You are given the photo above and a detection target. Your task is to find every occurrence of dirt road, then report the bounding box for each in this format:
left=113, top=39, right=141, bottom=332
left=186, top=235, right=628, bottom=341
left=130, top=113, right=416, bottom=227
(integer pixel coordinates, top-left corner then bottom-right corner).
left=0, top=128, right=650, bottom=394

What you should do - Reproduce the rows above with "dirt road" changed to "gravel path" and nothing else altered.

Solution below -
You are given the photo above and a detection target. Your task is to find every occurrence of gravel path, then report the bounding box for each in this format:
left=113, top=39, right=141, bottom=332
left=186, top=235, right=628, bottom=341
left=130, top=113, right=416, bottom=227
(integer pixel coordinates, top-left corner then bottom-right corner).
left=0, top=128, right=650, bottom=394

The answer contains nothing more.